Problem details |
Output exactly the lines that run from the line with "If you could pick out the metal" to the end of the material, both ends included, and no other lines.

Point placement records
· · ·

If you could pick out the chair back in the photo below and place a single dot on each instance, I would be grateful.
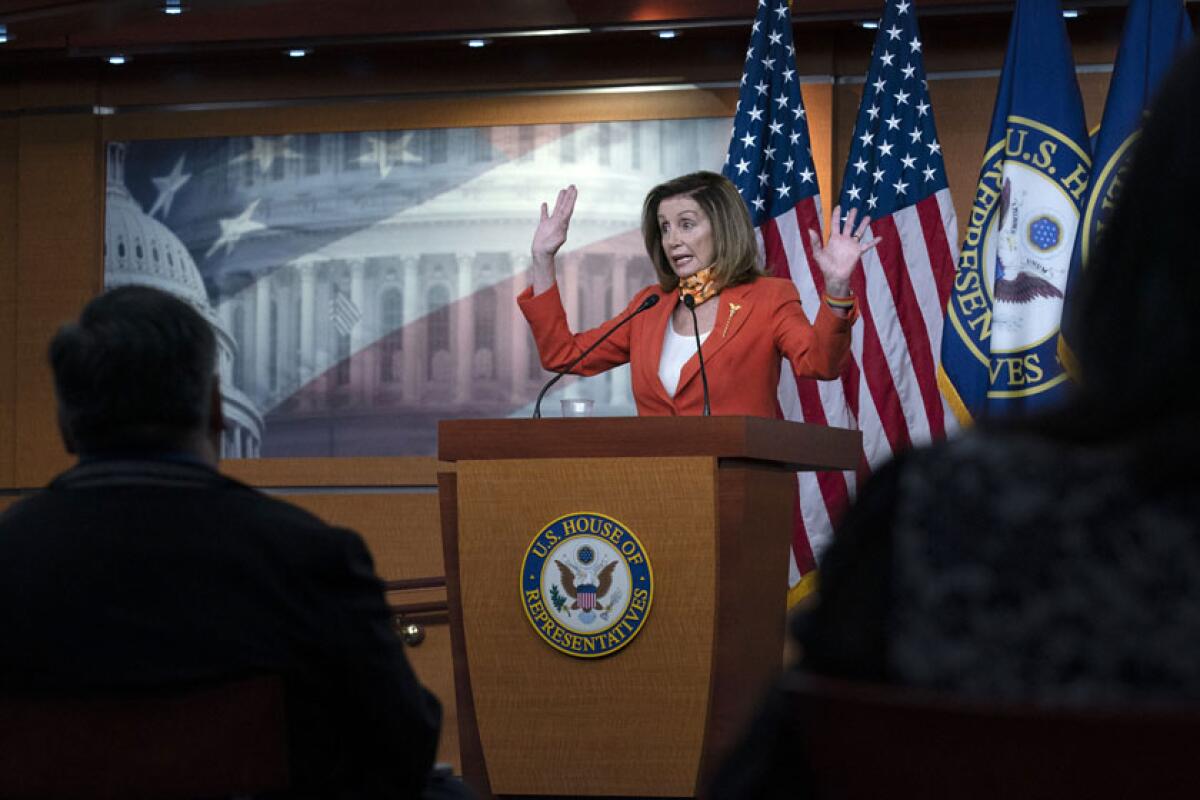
(881, 741)
(213, 741)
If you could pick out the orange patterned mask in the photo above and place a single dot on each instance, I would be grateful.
(700, 286)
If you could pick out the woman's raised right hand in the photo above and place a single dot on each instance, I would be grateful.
(552, 227)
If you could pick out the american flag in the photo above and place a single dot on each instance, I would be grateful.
(895, 173)
(771, 162)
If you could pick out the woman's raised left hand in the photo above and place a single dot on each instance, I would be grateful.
(841, 253)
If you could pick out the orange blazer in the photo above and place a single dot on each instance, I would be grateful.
(757, 325)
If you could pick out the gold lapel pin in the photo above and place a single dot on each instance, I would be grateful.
(733, 310)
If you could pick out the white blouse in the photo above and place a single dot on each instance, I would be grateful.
(676, 350)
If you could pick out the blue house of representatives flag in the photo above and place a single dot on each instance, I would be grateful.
(1001, 336)
(1156, 32)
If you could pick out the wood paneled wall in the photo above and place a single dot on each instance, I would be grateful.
(52, 144)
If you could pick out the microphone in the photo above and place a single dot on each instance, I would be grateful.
(688, 300)
(649, 302)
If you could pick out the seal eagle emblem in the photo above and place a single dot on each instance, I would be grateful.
(587, 584)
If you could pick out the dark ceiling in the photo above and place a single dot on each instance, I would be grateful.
(55, 29)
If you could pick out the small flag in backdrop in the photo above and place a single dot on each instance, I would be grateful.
(343, 312)
(1000, 349)
(895, 174)
(1156, 32)
(771, 162)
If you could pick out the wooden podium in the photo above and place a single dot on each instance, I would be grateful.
(711, 499)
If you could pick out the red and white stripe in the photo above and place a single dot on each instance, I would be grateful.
(888, 389)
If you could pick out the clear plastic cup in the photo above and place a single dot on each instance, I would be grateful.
(577, 407)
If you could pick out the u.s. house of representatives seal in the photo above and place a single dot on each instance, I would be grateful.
(587, 584)
(1008, 289)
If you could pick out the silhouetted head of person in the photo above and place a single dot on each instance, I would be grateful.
(136, 373)
(1133, 326)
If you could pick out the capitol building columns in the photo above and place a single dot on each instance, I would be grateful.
(520, 343)
(465, 326)
(261, 384)
(307, 319)
(412, 374)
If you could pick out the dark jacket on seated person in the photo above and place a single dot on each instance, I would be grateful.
(143, 572)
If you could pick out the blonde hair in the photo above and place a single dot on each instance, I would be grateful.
(735, 247)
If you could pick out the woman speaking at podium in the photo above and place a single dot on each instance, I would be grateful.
(711, 288)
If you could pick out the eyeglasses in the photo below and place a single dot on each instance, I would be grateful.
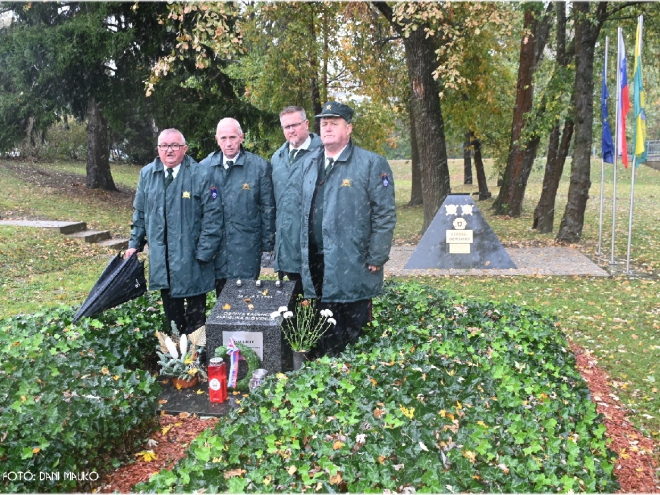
(175, 146)
(292, 126)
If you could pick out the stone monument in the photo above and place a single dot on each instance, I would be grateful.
(459, 237)
(242, 312)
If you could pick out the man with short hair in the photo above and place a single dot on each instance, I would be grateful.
(287, 177)
(244, 182)
(348, 225)
(176, 213)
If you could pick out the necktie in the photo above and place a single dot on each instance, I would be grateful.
(169, 178)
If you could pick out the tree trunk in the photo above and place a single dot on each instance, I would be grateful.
(317, 105)
(481, 172)
(416, 192)
(509, 199)
(98, 150)
(467, 160)
(544, 213)
(428, 121)
(586, 34)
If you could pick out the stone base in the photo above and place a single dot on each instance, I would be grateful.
(190, 401)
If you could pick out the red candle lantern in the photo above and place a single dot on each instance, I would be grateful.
(217, 380)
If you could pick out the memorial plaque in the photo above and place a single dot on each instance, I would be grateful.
(243, 312)
(459, 237)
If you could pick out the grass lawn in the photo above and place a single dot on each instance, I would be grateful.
(617, 319)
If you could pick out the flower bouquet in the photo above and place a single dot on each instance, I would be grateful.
(305, 328)
(179, 356)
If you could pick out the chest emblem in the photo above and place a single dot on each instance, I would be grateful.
(385, 179)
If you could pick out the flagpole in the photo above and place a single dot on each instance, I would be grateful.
(632, 182)
(602, 167)
(632, 203)
(616, 143)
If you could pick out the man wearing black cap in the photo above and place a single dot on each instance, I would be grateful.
(348, 224)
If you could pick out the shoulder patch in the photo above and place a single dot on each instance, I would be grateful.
(385, 179)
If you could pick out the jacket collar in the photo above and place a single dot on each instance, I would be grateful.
(283, 151)
(157, 165)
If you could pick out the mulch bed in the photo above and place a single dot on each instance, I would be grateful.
(635, 468)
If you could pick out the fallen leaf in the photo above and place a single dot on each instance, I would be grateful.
(336, 479)
(233, 472)
(147, 455)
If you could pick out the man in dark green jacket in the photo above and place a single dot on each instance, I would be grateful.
(244, 182)
(348, 224)
(287, 184)
(176, 213)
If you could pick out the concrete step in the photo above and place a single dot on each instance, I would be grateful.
(115, 243)
(92, 236)
(61, 227)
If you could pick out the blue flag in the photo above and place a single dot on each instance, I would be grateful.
(606, 138)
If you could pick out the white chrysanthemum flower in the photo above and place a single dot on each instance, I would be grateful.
(183, 343)
(171, 347)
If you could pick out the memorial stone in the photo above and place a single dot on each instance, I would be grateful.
(242, 312)
(459, 237)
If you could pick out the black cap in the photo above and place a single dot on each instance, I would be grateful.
(336, 109)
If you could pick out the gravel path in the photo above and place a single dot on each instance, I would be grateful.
(561, 261)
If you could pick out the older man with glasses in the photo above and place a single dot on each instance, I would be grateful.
(287, 182)
(176, 214)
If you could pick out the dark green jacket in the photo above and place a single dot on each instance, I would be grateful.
(287, 183)
(194, 226)
(249, 213)
(358, 223)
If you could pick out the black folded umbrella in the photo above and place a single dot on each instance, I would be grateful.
(121, 281)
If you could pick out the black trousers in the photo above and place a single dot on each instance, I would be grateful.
(188, 313)
(297, 288)
(351, 317)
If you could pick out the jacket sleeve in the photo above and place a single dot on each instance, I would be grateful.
(138, 226)
(212, 218)
(383, 213)
(267, 202)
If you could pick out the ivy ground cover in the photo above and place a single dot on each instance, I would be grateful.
(74, 398)
(441, 395)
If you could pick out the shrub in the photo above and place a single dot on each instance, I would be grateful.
(442, 395)
(73, 396)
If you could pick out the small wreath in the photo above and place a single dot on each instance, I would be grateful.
(250, 357)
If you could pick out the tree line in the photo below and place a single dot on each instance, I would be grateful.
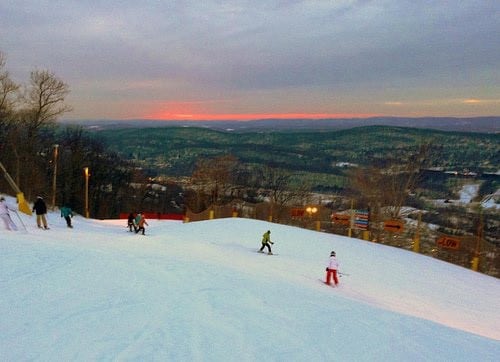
(48, 160)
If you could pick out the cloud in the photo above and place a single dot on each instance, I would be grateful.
(342, 50)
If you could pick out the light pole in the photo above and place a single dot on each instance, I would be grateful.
(86, 171)
(54, 179)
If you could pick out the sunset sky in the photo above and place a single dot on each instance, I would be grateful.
(248, 59)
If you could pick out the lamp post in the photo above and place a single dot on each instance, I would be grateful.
(54, 179)
(86, 172)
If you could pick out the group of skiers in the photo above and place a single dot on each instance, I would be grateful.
(332, 265)
(137, 222)
(39, 208)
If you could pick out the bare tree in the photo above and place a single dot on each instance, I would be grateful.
(8, 90)
(282, 191)
(385, 189)
(215, 177)
(44, 100)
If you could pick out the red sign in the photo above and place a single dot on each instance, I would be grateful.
(362, 219)
(342, 219)
(395, 226)
(448, 242)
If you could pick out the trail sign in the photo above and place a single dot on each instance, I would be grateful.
(448, 242)
(342, 219)
(394, 226)
(362, 219)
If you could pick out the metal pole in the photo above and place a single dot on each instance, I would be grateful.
(54, 179)
(86, 170)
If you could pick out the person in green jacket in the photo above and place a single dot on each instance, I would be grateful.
(67, 214)
(266, 241)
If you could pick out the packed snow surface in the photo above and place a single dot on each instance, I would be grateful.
(200, 292)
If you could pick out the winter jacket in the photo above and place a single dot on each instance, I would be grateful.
(266, 238)
(66, 211)
(4, 208)
(142, 221)
(40, 207)
(332, 263)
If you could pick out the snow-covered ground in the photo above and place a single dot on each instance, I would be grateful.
(200, 292)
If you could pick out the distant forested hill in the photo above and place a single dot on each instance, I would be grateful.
(450, 124)
(174, 151)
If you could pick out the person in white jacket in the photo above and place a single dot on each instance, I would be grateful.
(5, 216)
(331, 269)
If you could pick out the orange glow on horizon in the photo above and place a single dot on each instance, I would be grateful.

· · ·

Solution |
If you could pick out the metal pole in the photo above and place a single dot on each instance, I would be grateful.
(54, 179)
(86, 170)
If you could pick out the person in green jacket in the photo above and place a single dot on each instance, I would be grateful.
(67, 214)
(266, 241)
If you could pick out the packed snow surface in the photo above and place a single dot on each instance, I would be grateful.
(200, 292)
If you could pick out the winter jacket in the photo above and place a single dot on each instance, I would be grateful.
(266, 238)
(66, 211)
(4, 208)
(142, 221)
(40, 207)
(332, 263)
If you could pick out the snow-covered ground in the photo above and place a single dot on each instance, I would be grateful.
(200, 292)
If you could pick out the distant forested hill in the photo above and place a single dot on each instance, I would be grateful.
(450, 124)
(174, 151)
If you could pick out the person in white jacket in the photo above and place a single dot on each instance, I would be grateful.
(5, 216)
(331, 269)
If you could pick out the orange glow on horizon in the photo above and place a single dot on each instance, I would be grateful.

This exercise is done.